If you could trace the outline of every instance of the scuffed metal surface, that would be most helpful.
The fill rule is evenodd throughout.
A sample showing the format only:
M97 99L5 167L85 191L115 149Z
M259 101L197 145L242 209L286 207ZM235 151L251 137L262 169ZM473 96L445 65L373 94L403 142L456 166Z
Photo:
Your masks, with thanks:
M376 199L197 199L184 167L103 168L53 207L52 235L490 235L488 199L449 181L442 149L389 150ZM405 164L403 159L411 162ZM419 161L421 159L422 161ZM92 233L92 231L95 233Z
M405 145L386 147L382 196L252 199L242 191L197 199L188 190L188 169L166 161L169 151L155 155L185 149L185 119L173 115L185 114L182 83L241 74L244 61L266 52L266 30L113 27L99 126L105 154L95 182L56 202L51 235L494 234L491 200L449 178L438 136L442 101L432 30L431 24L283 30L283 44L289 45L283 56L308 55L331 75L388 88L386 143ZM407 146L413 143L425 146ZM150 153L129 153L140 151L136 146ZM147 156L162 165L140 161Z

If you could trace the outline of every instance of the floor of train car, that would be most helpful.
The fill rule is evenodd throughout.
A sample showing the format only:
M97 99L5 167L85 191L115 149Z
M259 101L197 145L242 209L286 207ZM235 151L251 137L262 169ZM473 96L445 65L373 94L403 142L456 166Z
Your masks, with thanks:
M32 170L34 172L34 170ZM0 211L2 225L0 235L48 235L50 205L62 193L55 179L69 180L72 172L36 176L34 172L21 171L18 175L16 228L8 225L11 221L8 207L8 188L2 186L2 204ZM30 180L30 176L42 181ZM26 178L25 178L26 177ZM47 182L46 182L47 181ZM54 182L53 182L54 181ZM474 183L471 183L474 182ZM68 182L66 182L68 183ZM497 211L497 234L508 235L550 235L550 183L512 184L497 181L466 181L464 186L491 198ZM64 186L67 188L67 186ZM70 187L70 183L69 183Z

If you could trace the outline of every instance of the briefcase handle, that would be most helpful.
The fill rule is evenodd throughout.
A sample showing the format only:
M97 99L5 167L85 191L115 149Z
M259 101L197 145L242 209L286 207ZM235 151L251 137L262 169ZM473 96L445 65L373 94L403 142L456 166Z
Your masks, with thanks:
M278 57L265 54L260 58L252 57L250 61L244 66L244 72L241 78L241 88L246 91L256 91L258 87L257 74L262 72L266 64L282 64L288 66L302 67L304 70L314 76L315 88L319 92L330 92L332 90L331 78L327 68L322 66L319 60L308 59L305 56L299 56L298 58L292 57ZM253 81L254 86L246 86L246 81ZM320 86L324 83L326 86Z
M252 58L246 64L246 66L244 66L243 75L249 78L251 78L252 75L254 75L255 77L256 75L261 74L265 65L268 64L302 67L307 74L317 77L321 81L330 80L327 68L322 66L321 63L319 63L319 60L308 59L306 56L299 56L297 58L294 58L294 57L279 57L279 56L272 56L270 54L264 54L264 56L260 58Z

·····

> Task brief: Recast the lines from the one containing "handle, that would be most helpful." through the end of the records, both included, as a Markdown table with columns headed Row and Line. Leave out blank lines.

> Written solution:
| Row | Line |
|---|---|
| 1 | If you could trace the outline of every instance of the briefcase handle, that would be most helpful. |
| 2 | The fill rule is evenodd throughout. |
| 3 | A sample showing the format only: |
| 4 | M97 99L5 167L85 191L115 149Z |
| 5 | M259 101L197 145L242 209L286 207ZM235 151L251 137L262 169ZM473 96L445 65L373 94L403 142L456 166Z |
| 6 | Your masks, with thanks: |
| 7 | M278 57L265 54L260 58L252 57L250 61L244 66L244 72L241 78L241 88L246 91L256 91L258 87L257 74L262 72L266 64L282 64L288 66L302 67L304 70L314 76L315 88L319 92L330 92L332 90L331 78L327 68L322 66L319 60L308 59L305 56L299 56L298 58L292 57ZM253 81L254 86L246 86L246 81ZM320 86L324 83L326 86Z |
| 8 | M252 58L246 64L246 66L244 66L243 75L249 78L251 78L252 75L254 75L255 77L256 75L261 74L265 65L268 64L302 67L307 74L317 77L321 81L330 80L327 68L322 66L321 63L319 63L319 60L308 59L306 56L299 56L297 58L294 58L294 57L279 57L279 56L272 56L270 54L264 54L264 56L260 58Z |